**Requirement**: Copy out the line containing "Expected behaviour: place one point on the downspout" and each line after it, through the last one in the material, exactly as written.

-------- Study material

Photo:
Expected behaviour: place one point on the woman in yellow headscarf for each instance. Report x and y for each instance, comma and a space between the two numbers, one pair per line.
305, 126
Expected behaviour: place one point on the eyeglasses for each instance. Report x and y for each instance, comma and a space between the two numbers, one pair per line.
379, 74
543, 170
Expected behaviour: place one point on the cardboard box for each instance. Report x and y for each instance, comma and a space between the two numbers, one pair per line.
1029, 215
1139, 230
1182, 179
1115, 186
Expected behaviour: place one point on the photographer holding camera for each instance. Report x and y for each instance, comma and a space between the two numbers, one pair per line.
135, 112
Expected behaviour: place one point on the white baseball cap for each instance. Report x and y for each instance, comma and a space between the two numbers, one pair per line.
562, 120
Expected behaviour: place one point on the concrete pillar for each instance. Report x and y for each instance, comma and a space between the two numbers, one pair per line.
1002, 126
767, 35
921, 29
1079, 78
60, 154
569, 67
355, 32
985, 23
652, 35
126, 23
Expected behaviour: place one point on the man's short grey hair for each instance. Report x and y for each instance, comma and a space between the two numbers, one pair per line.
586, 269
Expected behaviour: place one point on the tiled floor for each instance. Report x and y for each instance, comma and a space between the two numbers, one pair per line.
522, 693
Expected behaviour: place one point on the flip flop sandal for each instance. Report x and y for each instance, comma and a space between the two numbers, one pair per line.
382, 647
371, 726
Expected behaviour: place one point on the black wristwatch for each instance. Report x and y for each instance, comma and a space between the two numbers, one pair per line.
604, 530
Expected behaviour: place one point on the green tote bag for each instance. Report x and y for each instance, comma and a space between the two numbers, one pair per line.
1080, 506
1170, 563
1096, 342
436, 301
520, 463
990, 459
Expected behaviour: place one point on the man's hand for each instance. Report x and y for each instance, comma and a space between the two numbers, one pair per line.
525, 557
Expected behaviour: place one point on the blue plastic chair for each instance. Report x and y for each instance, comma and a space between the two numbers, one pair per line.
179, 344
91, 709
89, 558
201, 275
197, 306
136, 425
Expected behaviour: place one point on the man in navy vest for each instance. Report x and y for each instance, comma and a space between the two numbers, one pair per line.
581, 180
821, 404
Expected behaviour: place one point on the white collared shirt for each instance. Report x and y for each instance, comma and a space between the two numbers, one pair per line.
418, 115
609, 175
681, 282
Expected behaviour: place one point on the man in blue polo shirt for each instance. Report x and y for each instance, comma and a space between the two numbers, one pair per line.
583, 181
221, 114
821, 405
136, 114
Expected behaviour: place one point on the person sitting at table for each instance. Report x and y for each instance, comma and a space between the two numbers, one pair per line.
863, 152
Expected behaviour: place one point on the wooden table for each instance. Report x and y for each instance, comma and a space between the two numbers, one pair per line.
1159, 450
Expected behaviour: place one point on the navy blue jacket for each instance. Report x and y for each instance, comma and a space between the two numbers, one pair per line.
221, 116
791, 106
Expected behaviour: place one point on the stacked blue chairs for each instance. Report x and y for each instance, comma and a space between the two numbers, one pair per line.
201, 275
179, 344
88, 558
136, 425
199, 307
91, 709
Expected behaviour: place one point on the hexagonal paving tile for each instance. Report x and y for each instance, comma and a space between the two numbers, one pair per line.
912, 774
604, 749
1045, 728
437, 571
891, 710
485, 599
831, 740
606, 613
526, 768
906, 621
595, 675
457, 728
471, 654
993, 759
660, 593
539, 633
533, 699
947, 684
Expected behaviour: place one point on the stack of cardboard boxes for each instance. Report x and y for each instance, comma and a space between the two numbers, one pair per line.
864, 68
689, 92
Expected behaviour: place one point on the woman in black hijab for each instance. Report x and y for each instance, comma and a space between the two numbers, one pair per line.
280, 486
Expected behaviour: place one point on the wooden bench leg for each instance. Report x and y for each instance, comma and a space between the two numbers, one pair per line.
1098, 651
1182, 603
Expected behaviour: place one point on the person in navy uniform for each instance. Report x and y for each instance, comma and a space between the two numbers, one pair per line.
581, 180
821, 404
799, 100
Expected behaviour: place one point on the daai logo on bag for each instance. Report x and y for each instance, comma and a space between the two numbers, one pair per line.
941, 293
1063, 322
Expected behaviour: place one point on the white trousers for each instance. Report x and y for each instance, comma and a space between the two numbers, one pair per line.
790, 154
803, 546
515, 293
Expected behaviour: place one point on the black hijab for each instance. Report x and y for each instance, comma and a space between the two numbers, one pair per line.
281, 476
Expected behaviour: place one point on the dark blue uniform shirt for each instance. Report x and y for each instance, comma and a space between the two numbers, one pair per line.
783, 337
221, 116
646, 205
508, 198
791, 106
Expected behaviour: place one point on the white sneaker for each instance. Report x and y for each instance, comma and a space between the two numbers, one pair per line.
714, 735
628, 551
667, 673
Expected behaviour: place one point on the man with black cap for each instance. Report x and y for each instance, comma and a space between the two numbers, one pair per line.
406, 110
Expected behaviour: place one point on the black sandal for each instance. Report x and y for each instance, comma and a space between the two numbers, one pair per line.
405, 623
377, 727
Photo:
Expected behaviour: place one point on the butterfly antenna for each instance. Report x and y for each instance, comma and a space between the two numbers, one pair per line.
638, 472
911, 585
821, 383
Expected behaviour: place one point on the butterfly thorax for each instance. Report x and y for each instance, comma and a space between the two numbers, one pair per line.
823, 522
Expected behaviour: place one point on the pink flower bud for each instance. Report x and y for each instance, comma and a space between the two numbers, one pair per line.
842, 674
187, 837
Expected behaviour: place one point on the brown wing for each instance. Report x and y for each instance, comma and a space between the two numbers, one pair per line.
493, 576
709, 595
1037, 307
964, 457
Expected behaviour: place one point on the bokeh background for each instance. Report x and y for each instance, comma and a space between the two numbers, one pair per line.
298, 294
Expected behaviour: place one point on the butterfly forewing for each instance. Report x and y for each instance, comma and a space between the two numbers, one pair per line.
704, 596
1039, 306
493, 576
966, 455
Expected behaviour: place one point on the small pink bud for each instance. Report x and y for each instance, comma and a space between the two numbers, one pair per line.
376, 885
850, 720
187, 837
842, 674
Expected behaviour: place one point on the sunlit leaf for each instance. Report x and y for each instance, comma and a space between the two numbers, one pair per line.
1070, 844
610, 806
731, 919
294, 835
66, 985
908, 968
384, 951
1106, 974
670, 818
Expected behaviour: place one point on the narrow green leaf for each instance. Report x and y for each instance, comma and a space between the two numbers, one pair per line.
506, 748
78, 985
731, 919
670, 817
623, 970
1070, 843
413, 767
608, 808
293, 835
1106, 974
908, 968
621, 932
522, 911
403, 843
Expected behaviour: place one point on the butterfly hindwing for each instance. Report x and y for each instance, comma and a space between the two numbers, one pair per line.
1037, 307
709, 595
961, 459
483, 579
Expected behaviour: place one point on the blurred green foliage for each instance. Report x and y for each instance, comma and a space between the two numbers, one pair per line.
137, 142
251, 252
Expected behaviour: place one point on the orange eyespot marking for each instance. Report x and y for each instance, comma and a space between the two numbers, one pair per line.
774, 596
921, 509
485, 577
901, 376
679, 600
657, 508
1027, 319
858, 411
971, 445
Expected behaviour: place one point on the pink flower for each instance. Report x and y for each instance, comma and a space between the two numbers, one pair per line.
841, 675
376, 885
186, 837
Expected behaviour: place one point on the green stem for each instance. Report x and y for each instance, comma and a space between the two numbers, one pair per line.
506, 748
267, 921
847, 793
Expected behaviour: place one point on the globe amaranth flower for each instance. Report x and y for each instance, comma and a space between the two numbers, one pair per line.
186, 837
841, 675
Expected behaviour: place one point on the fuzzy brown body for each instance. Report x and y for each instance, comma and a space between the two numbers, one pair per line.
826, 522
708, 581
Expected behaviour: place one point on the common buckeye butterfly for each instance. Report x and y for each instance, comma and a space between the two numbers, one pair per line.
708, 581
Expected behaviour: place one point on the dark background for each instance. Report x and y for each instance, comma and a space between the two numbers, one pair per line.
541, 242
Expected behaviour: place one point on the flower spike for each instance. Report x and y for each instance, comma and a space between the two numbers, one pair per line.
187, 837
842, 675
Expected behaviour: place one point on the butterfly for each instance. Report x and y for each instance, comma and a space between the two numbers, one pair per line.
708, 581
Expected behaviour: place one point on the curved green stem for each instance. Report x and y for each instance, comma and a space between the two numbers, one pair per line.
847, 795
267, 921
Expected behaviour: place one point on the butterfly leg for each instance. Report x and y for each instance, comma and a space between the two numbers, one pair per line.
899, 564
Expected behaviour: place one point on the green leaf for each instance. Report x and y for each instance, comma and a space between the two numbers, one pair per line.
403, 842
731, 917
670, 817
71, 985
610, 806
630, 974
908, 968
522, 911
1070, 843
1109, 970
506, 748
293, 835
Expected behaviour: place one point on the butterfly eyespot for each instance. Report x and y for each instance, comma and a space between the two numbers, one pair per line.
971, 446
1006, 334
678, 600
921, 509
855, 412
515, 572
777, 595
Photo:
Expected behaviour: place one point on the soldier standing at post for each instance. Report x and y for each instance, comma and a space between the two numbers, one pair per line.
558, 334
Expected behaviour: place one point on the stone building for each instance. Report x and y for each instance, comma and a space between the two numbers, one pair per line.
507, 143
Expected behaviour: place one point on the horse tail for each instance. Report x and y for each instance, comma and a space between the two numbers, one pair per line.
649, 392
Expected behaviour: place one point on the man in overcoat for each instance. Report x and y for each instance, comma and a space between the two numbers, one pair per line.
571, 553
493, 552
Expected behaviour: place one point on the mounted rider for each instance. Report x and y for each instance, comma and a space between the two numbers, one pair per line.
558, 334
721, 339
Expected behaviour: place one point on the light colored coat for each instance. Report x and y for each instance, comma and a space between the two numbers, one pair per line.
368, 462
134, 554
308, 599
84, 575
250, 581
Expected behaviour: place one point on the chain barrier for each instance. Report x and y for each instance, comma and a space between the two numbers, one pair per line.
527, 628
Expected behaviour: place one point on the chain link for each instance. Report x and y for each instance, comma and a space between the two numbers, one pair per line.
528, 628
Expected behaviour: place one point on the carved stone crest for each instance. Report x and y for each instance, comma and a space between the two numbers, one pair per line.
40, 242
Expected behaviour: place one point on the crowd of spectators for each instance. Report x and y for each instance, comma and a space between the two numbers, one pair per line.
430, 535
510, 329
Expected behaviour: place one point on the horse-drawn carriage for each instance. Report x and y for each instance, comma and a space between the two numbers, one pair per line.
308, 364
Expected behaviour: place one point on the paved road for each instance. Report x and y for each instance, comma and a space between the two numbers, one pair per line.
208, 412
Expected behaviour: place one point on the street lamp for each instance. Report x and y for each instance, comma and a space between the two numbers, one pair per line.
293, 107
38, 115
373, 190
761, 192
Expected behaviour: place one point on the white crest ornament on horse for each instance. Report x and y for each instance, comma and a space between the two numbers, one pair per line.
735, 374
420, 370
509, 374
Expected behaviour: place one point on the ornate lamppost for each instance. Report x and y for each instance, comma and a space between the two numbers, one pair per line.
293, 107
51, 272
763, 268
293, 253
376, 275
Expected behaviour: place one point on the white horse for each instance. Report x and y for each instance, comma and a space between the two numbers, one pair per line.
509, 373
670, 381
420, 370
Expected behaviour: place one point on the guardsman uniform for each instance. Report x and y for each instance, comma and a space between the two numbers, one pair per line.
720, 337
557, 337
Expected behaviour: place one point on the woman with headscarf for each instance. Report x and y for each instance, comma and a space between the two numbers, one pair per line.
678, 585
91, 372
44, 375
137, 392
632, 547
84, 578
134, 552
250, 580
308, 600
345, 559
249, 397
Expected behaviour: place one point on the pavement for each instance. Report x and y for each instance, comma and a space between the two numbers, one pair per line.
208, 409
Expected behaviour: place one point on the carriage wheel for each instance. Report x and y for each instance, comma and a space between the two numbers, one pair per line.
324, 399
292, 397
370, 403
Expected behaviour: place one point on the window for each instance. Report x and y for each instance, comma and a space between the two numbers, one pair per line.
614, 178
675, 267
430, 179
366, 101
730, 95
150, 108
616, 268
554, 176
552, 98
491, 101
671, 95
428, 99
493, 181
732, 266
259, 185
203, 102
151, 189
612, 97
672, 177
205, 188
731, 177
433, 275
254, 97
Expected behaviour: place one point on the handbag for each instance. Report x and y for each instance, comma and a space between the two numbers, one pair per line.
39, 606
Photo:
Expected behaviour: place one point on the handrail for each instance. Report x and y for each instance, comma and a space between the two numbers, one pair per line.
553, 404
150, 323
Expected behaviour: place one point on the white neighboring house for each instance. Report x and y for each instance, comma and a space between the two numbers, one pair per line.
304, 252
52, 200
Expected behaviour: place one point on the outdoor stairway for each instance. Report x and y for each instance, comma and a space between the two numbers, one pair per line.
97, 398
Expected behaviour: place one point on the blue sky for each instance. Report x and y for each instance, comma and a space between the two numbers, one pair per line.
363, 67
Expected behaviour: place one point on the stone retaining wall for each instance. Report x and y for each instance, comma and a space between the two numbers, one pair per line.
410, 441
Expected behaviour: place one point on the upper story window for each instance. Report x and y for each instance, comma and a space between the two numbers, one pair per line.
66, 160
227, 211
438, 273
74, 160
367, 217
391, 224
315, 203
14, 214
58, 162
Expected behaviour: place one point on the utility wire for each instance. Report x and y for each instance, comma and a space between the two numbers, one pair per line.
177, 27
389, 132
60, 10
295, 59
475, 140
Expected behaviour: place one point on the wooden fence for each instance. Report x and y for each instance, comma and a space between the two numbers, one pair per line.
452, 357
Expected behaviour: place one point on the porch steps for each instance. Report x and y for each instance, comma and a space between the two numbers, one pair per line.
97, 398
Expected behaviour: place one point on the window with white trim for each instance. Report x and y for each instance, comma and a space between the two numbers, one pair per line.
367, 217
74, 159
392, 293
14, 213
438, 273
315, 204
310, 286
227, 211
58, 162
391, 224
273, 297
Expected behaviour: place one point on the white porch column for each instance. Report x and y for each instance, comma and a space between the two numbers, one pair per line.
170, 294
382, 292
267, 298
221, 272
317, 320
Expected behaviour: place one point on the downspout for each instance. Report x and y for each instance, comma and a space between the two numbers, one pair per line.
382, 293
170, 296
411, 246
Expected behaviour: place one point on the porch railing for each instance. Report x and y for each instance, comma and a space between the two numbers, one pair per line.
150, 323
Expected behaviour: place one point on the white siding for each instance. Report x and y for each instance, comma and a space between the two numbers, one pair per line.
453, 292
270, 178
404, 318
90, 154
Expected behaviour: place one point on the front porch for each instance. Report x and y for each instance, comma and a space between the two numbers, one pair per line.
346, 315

----------------

**Response area**:
Expected behaviour: place one point on the downspout for each instance. Report x and y for each instance, comma and a space between the two numbers, one pair per line.
382, 293
170, 296
411, 246
Expected behaviour: place one point on the porch railing for each instance. Report x and y for each instance, comma and a space between the two numbers, one pair per line.
150, 323
Expected behaviour: place one point on the white siding for each instance. Report x and y for each instance, comma and a space between the two numbers, one pair per line.
453, 292
270, 178
404, 318
90, 154
Expected behaviour: place one point on the front porch for each instance. Report x and y for each instance, comma and a space between the two numbers, one pair per line.
346, 315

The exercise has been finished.